#### Exercise aim:
Please collect every line of the items below that contains the word "approximate", matching its case exactly.

#### Dataset extract:
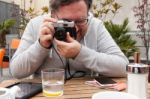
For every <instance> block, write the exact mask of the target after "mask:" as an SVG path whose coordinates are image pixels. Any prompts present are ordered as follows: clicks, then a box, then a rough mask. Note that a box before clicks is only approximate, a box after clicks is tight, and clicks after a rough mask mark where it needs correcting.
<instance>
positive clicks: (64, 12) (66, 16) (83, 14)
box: [50, 0, 92, 39]
mask: <svg viewBox="0 0 150 99" xmlns="http://www.w3.org/2000/svg"><path fill="white" fill-rule="evenodd" d="M91 3H92V0H51V2H50V6H51V7H50V8H51V13H52V17H54V18H57V19H62V20H70V21H74V22H75V26H76V30H77V39H81V38H82V37H83V36H84V34H85V33H86V31H87V27H88V24H87V23H88V12H89V9H90V7H91Z"/></svg>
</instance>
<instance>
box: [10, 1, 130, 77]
mask: <svg viewBox="0 0 150 99" xmlns="http://www.w3.org/2000/svg"><path fill="white" fill-rule="evenodd" d="M91 3H92V2H91V0H51V1H50V8H51V15H48V16H39V17H36V18H34V19H32V20H31V21H30V22H29V23H28V25H27V27H26V29H25V31H24V34H23V36H22V39H21V43H20V46H19V48H18V49H17V51H16V53H15V55H14V57H13V58H12V61H11V66H10V67H11V72H12V74H13V76H15V77H16V78H22V77H27V76H29V75H31V74H33V73H35V74H38V73H40V71H41V69H43V68H65V67H66V66H68V64H69V68H70V71H78V70H80V71H86V72H87V73H90V71H94V72H98V73H99V74H101V75H106V76H111V77H114V76H115V77H121V76H125V75H126V69H125V68H126V65H127V63H128V60H127V58H126V57H125V55H124V54H123V53H122V52H121V50H120V48H119V47H118V46H117V45H116V43H115V42H114V40H113V39H112V37H111V36H110V34H109V33H108V32H107V30H106V29H105V27H104V25H103V23H102V21H100V20H99V19H96V18H94V17H93V16H92V15H91V14H90V13H89V9H90V7H91ZM58 20H70V21H73V22H75V28H76V32H77V38H76V40H75V39H74V38H73V37H71V36H70V33H67V37H66V39H67V41H65V42H64V41H60V40H57V39H56V38H55V37H53V36H54V34H55V29H54V25H53V23H56V22H57V21H58ZM55 48H56V49H55ZM66 60H67V61H66Z"/></svg>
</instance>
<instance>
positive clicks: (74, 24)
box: [53, 20, 77, 41]
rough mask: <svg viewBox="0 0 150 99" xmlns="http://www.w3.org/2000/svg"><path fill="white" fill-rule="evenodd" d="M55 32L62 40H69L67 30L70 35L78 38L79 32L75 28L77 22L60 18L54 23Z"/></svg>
mask: <svg viewBox="0 0 150 99" xmlns="http://www.w3.org/2000/svg"><path fill="white" fill-rule="evenodd" d="M53 26H54V29H55V33H54V37H55V38H56V39H58V40H60V41H67V40H66V37H67V32H69V33H70V36H71V37H73V38H74V39H76V37H77V33H76V28H75V23H74V22H73V21H66V20H58V21H57V22H56V23H53Z"/></svg>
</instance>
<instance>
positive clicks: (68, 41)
mask: <svg viewBox="0 0 150 99" xmlns="http://www.w3.org/2000/svg"><path fill="white" fill-rule="evenodd" d="M73 40H74V39H73V38H72V37H71V36H70V33H69V32H67V41H68V42H72V41H73Z"/></svg>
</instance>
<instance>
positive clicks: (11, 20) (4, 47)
mask: <svg viewBox="0 0 150 99" xmlns="http://www.w3.org/2000/svg"><path fill="white" fill-rule="evenodd" d="M15 23H16V21H15V20H14V19H7V20H4V21H3V22H1V23H0V48H5V45H6V38H5V36H6V34H8V33H9V32H10V28H11V27H12V26H14V25H15Z"/></svg>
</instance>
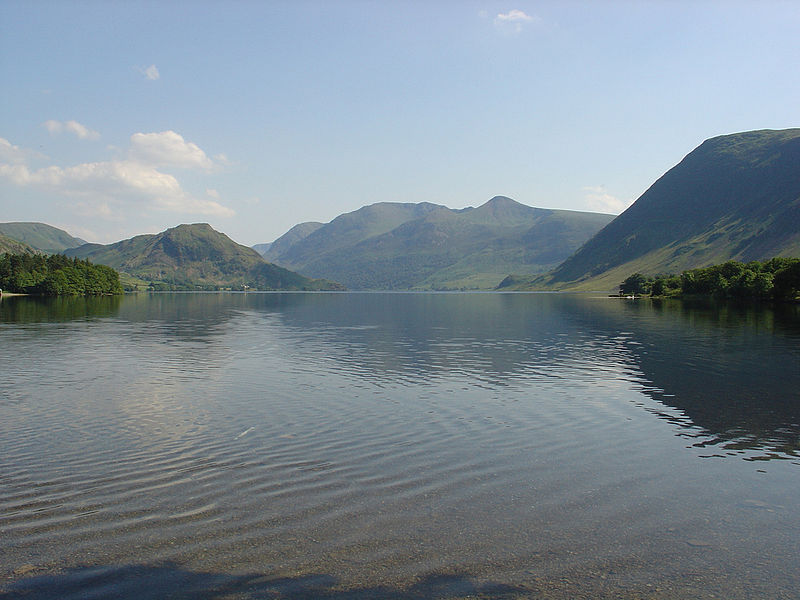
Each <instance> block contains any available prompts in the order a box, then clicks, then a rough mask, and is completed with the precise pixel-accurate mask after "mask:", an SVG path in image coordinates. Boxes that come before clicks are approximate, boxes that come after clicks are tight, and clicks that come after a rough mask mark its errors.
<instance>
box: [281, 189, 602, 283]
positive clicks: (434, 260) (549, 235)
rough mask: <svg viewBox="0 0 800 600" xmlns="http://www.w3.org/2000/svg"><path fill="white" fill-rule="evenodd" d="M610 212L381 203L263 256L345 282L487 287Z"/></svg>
mask: <svg viewBox="0 0 800 600" xmlns="http://www.w3.org/2000/svg"><path fill="white" fill-rule="evenodd" d="M612 218H613V217H612V216H611V215H601V214H596V213H581V212H573V211H557V210H546V209H538V208H531V207H529V206H525V205H523V204H519V203H518V202H515V201H514V200H511V199H510V198H506V197H503V196H498V197H495V198H492V199H491V200H489V201H488V202H487V203H486V204H484V205H483V206H480V207H478V208H466V209H462V210H452V209H449V208H447V207H445V206H441V205H436V204H429V203H422V204H392V203H381V204H374V205H371V206H366V207H363V208H361V209H359V210H357V211H354V212H352V213H347V214H345V215H341V216H339V217H337V218H336V219H334V220H333V221H331V223H328V224H327V225H323V226H322V227H320V228H318V229H316V230H315V231H314V232H313V233H311V234H309V235H307V236H306V237H305V238H303V239H301V240H299V241H297V242H296V243H294V244H292V245H290V246H289V247H288V248H287V249H285V250H283V251H282V252H273V250H272V249H271V250H270V252H269V253H268V254H267V256H269V257H270V258H271V259H272V260H273V261H274V262H276V263H278V264H281V265H283V266H286V267H288V268H292V269H294V270H297V271H300V272H302V273H303V274H306V275H309V276H312V277H325V278H327V279H334V280H336V281H341V282H342V283H344V284H345V285H346V286H347V287H349V288H352V289H459V288H465V289H491V288H494V287H495V286H497V284H498V283H499V282H500V281H501V280H502V279H503V278H504V277H505V275H506V274H507V273H509V272H514V271H519V270H524V271H525V272H528V273H542V272H544V271H546V270H548V269H551V268H553V267H555V266H556V265H557V264H559V263H560V262H561V261H562V260H564V258H566V257H567V256H569V255H570V254H571V253H572V252H574V251H575V249H576V248H578V247H579V246H580V245H581V244H582V243H583V242H584V241H586V240H587V239H589V238H590V237H591V236H592V235H593V234H594V233H596V232H597V231H598V230H599V229H600V228H602V227H603V226H604V225H606V224H607V223H608V222H609V221H610V220H611V219H612ZM276 244H277V242H276ZM273 248H274V246H273Z"/></svg>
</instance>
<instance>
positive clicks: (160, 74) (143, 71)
mask: <svg viewBox="0 0 800 600" xmlns="http://www.w3.org/2000/svg"><path fill="white" fill-rule="evenodd" d="M136 70H137V71H139V73H141V74H142V75H144V78H145V79H147V80H148V81H155V80H156V79H159V78H160V77H161V73H159V72H158V67H156V66H155V65H150V66H149V67H136Z"/></svg>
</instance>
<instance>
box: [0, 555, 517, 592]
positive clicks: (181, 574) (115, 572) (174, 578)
mask: <svg viewBox="0 0 800 600" xmlns="http://www.w3.org/2000/svg"><path fill="white" fill-rule="evenodd" d="M337 584H338V582H337V579H336V578H335V577H333V576H332V575H326V574H307V575H301V576H297V577H286V578H271V577H269V576H266V575H259V574H246V575H230V574H225V573H205V572H195V571H189V570H186V569H184V568H182V567H181V566H179V565H176V564H174V563H164V564H159V565H152V566H150V565H124V566H119V567H77V568H74V569H70V570H67V571H66V572H64V573H61V574H58V575H38V576H33V577H27V578H24V579H20V580H18V581H15V582H13V583H11V584H9V585H6V586H3V588H4V589H3V591H0V600H11V599H12V598H15V599H25V600H55V599H58V600H77V599H79V598H80V599H81V600H88V599H93V598H98V599H99V598H136V599H137V600H162V599H173V600H174V599H189V598H203V599H208V600H222V599H225V600H233V599H242V600H251V599H252V600H256V599H267V598H269V599H290V600H312V599H322V600H325V599H329V600H345V599H347V600H360V599H363V600H372V599H374V600H400V599H404V600H405V599H410V600H414V599H419V600H423V599H426V600H427V599H438V600H454V599H456V598H464V597H469V598H492V599H503V598H509V599H510V598H515V597H518V596H519V594H521V593H523V592H524V591H525V590H523V589H521V588H516V587H513V586H509V585H505V584H498V583H488V584H478V583H475V582H473V581H472V580H471V579H470V578H469V577H468V576H467V575H465V574H461V573H455V574H448V575H438V574H433V575H428V576H426V577H425V578H423V579H422V580H420V581H419V582H418V583H416V584H414V585H412V586H409V587H407V588H398V587H391V586H385V585H376V586H372V587H356V588H348V589H344V588H342V587H340V586H338V585H337Z"/></svg>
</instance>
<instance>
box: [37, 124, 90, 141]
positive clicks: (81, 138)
mask: <svg viewBox="0 0 800 600" xmlns="http://www.w3.org/2000/svg"><path fill="white" fill-rule="evenodd" d="M42 126H43V127H44V128H45V129H47V131H49V132H50V133H53V134H55V133H61V132H64V131H65V132H67V133H73V134H75V135H76V136H77V137H78V139H81V140H97V139H99V138H100V134H99V133H97V132H96V131H93V130H92V129H89V128H88V127H86V126H85V125H81V124H80V123H78V122H77V121H67V122H65V123H62V122H61V121H55V120H54V119H50V120H49V121H45V122H44V123H42Z"/></svg>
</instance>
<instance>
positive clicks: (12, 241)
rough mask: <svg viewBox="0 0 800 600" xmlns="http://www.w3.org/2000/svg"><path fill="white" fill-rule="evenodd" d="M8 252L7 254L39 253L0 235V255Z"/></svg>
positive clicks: (36, 250)
mask: <svg viewBox="0 0 800 600" xmlns="http://www.w3.org/2000/svg"><path fill="white" fill-rule="evenodd" d="M4 252H8V253H9V254H36V253H37V252H39V251H38V250H37V249H36V248H33V247H32V246H29V245H28V244H25V243H24V242H20V241H19V240H15V239H13V238H10V237H8V236H7V235H3V234H2V233H0V254H2V253H4Z"/></svg>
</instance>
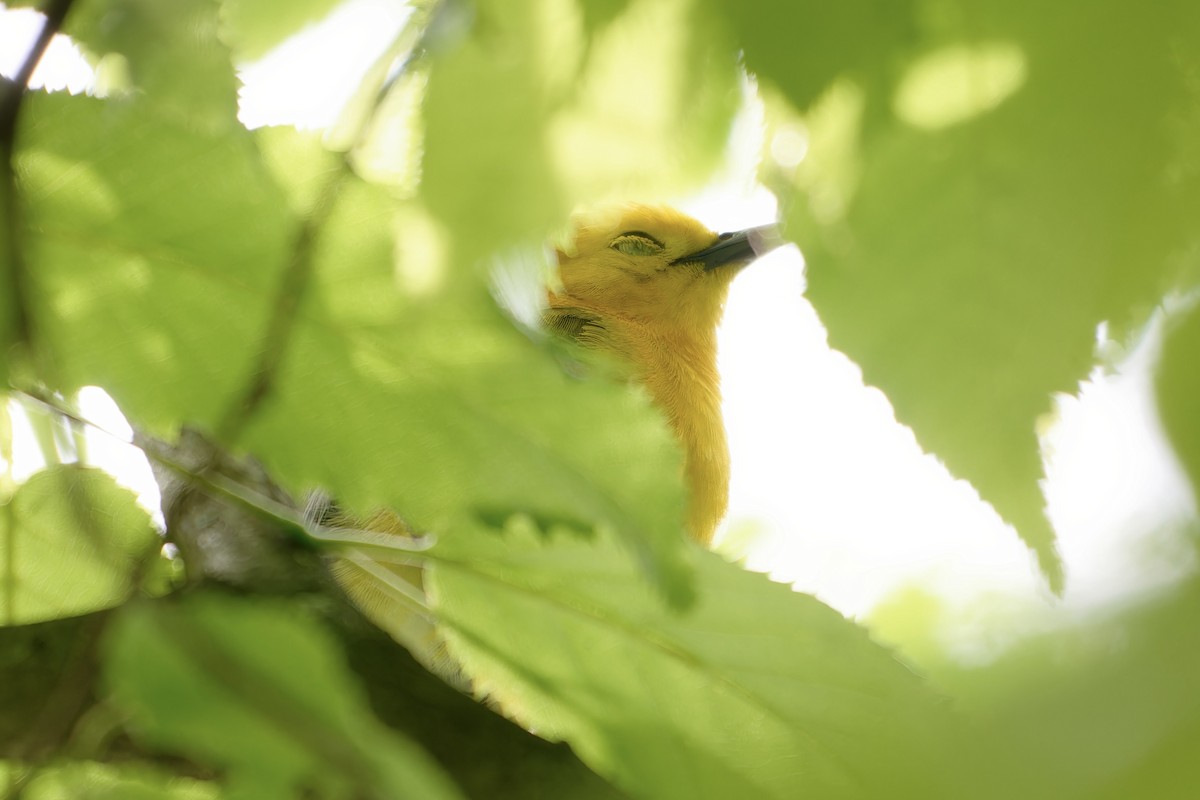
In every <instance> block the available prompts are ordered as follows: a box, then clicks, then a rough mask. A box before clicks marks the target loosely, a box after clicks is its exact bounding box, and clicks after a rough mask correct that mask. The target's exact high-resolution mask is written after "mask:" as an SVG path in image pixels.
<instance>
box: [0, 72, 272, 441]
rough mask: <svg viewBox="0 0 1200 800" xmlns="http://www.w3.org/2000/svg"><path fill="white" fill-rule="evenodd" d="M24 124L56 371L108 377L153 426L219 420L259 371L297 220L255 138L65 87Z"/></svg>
mask: <svg viewBox="0 0 1200 800" xmlns="http://www.w3.org/2000/svg"><path fill="white" fill-rule="evenodd" d="M22 121H23V130H22V137H20V140H22V142H23V143H24V148H23V149H22V150H20V151H19V154H18V156H17V169H18V173H19V176H20V188H22V191H23V196H24V199H25V205H26V215H25V216H26V218H25V222H26V236H28V239H26V242H25V243H26V248H28V253H29V259H30V265H31V271H32V272H35V273H36V281H37V283H36V288H37V289H38V290H40V291H38V294H37V297H38V300H40V303H38V307H37V312H40V313H41V314H42V315H43V317H42V319H43V323H44V324H43V327H44V330H46V331H47V337H48V339H49V341H50V342H52V343H53V345H54V351H55V366H56V367H58V369H59V371H60V374H59V375H55V378H58V379H59V380H61V381H62V384H65V386H64V387H65V389H77V387H79V386H84V385H89V384H92V385H97V386H103V387H104V389H106V390H108V391H109V393H112V395H113V397H114V398H115V399H116V401H118V403H119V404H120V405H121V407H122V408H124V409H125V411H126V413H127V414H128V415H130V416H132V417H133V419H136V420H137V422H138V423H139V425H143V426H145V427H149V428H151V429H156V431H168V429H169V428H172V427H174V426H176V425H179V423H180V422H182V421H190V422H193V423H197V425H203V426H215V425H216V421H217V419H218V417H220V415H221V414H222V413H223V409H224V405H226V404H227V403H228V402H230V401H229V398H230V396H232V395H233V393H234V392H235V389H236V386H238V381H239V380H241V379H242V378H244V375H245V374H247V373H248V372H250V363H251V360H252V357H253V356H254V355H256V354H254V349H253V344H252V343H253V342H256V341H257V338H258V337H259V336H260V332H262V331H263V330H264V329H265V314H266V312H268V308H269V306H268V302H266V301H265V300H264V299H265V297H269V296H270V290H271V289H274V284H275V282H276V279H277V277H276V276H277V275H278V272H280V270H281V269H282V265H283V259H284V252H286V251H284V246H286V243H287V237H288V235H289V230H290V228H292V225H293V224H294V222H293V219H292V218H290V216H289V215H288V210H287V203H286V200H284V196H283V193H282V192H281V191H280V190H278V188H277V187H276V185H275V182H274V181H272V180H271V178H270V175H269V173H268V172H266V169H264V168H263V164H262V162H260V160H259V156H258V152H257V150H256V148H254V145H253V140H252V138H251V137H250V134H248V133H246V132H245V131H240V130H239V131H240V132H239V131H232V132H227V133H205V132H199V131H197V130H196V128H194V127H193V126H190V125H187V124H184V122H180V121H178V120H176V119H174V116H173V115H167V116H162V115H160V114H158V113H157V112H156V109H155V108H154V107H152V106H149V104H146V103H143V102H137V101H128V100H120V101H101V100H95V98H90V97H68V96H64V95H47V96H34V97H30V101H29V103H28V106H26V109H25V113H24V114H23V116H22ZM97 142H102V143H103V148H97V146H96V143H97Z"/></svg>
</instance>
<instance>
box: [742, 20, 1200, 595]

#### Output:
For every <instance> block, write the exact mask of the target after "mask:" as an SVG path whose coordinates are image pixels. Any prompts present are ordered as follows: clicks, then a box, then a rough mask. Note that a box before clicks is only approximate, a box after clicks is tight, and clicks after a rough mask mark where it needs correcting.
Each <instance> block contains any available prompts in the order a box, then clicks, then a rough mask, and is completed with the precise pixel-accurate mask after "mask:", an SVG path in image coordinates. Boxes that come before clicks are approximate, boxes that come after clicks are tight, and clicks that come after a rough mask mark its errors.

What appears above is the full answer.